> EXCERPT PROVIDED:
═══

Lending to businesses
Year-on-year growth in corporate loans continued to lose pace in Q1, standing at 2 percent in March (down from 7.1 percent in December 2022) and reflecting the high 2022 base, maturing guarantee scheme loans, and monetary policy tightening by the NBS and ECB. The nominal stock of corporate loans stood at RSD 1,586.5 bn in March, amounting to 21.7 percent of GDP, down 0.9 pp compared to end-2022.
In Q1, corporate loans decreased by RSD 12.5 bn or 0.8 percent, excluding the exchange rate effect. Due to the maturing of guarantee scheme loans, most of which (over 60 percent) are denominated in dinars, dinar loans recorded a decrease. Loan receivables from corporates went down, whilst loans to public enterprises increased.

═══

Segmentation dataset excerpts

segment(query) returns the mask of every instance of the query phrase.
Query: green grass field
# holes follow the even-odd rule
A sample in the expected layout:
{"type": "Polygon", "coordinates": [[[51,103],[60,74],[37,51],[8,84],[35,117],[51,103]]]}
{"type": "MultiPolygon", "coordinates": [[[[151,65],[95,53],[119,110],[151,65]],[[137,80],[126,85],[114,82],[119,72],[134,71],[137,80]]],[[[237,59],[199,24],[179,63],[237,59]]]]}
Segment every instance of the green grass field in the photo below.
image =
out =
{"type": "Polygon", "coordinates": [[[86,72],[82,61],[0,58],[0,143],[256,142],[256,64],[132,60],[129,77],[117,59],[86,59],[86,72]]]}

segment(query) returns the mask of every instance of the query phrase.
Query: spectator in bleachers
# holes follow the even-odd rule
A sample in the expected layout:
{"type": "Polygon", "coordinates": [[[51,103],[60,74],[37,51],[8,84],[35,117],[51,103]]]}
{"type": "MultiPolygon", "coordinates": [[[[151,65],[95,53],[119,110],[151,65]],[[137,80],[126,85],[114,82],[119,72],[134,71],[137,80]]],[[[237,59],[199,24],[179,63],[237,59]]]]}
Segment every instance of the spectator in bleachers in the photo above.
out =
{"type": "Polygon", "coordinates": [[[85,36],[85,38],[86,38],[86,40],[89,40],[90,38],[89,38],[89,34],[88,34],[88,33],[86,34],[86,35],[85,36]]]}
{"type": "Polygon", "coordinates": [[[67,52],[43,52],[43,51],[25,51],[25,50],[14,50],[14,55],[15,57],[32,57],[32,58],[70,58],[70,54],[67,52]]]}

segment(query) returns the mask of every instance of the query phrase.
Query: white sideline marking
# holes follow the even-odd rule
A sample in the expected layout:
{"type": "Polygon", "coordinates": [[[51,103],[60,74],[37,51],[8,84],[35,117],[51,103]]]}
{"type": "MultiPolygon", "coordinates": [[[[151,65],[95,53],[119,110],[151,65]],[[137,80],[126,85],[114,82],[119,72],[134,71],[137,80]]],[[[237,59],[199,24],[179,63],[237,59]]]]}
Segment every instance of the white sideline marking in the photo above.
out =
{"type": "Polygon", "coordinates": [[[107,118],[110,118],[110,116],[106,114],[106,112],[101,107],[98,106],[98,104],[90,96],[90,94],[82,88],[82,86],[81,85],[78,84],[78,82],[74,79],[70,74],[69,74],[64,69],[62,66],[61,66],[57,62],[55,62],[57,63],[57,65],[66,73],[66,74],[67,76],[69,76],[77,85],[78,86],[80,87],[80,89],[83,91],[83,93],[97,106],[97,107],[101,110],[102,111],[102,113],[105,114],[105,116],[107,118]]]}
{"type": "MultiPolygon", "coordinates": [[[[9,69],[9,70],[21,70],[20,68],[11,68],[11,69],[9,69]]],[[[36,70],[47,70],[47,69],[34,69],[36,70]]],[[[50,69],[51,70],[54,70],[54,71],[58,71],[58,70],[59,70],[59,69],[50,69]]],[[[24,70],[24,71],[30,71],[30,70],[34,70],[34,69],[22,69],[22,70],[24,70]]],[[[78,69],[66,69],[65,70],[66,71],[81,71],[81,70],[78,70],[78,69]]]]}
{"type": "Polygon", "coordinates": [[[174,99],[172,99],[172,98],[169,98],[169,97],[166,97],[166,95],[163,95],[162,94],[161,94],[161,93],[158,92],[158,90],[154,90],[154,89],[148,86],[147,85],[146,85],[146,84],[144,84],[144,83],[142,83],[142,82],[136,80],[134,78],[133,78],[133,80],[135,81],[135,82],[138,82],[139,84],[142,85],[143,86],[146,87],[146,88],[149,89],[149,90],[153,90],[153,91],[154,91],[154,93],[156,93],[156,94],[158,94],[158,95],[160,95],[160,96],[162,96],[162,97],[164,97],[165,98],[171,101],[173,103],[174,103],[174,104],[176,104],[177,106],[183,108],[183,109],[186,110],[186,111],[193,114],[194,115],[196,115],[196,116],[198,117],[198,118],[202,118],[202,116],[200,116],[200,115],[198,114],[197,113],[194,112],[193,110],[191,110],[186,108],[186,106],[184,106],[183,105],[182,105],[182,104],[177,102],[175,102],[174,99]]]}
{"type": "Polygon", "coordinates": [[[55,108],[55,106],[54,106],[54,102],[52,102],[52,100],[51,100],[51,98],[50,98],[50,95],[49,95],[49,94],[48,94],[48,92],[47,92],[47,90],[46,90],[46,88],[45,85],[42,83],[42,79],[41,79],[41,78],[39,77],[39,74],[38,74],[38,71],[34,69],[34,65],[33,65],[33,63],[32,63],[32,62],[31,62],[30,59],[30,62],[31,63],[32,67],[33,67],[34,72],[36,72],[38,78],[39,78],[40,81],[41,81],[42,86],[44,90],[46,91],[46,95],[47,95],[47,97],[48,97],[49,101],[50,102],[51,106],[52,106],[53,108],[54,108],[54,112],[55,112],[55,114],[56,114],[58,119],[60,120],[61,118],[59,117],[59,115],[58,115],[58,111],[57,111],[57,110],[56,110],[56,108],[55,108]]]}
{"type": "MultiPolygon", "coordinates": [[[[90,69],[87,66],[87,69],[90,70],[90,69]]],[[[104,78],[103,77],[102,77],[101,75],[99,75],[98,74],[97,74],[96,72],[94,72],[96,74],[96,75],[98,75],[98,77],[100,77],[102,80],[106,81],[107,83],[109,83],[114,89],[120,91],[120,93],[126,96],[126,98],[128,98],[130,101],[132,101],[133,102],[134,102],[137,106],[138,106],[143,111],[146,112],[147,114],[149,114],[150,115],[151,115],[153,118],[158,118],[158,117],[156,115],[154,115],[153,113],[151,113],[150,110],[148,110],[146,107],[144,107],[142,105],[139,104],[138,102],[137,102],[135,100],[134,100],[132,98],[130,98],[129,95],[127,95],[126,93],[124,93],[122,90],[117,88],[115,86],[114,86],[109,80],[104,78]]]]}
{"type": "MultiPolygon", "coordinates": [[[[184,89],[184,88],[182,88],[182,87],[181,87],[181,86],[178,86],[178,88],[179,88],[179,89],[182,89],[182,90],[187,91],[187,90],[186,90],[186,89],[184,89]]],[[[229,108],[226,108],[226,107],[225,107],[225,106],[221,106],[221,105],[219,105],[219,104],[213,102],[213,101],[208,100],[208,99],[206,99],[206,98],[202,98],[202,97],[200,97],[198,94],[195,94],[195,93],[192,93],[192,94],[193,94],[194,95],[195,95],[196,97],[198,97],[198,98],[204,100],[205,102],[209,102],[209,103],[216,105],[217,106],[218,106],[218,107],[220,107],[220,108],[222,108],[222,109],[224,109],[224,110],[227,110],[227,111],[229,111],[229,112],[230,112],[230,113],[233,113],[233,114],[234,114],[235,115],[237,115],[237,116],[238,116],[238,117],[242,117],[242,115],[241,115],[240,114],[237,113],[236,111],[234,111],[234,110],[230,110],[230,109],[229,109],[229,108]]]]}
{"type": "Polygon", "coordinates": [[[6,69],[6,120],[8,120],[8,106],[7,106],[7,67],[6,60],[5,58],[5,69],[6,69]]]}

═══

> TASK REQUIREMENTS:
**A)** In the passage on lending to businesses, what was the nominal stock of corporate loans in March?
**B)** Resume the passage on lending to businesses, starting after its last sentence.

> RESPONSES:
**A)** RSD 1,586.5 bn

**B)**
In terms of purpose, investment loans shrank the most (by RSD 6.5 bn) in Q1, followed by liquidity and working capital loans, as well as non-categorised loans, which decreased by RSD 3.6 bn each. At the same time, current account overdrafts fell by RSD 1.5 bn, whilst only import loans went up, by RSD 2.6 bn. The structure of corporate loans in March changed only slightly relative to end-2022 and remained dominated by liquidity and working capital loans, as well as investment lending, which accounted for 47.4 and 40.4 percent of the total, respectively. Other non-categorised and import loans made up 7.5 and 3.8 percent of corporate lending, respectively.
Borrowing decreased in most sectors in Q1, with companies in manufacturing, agriculture, and transport taking on less debt in particular. On the other hand, only energy companies increased their borrowing.
The volume of new corporate loans in Q1 equalled RSD 238.8 bn, down by 7.7 percent y-o-y, reflecting the tightening in financial conditions, a measure necessary to curb inflationary pressures. Over one-half of all liquidity and working capital loans were channelled to micro, small, and medium-sized enterprises. Investment loans accounted for 23.3 percent of new corporate borrowing, with over 80 percent of these funds absorbed by micro, small, and medium-sized firms.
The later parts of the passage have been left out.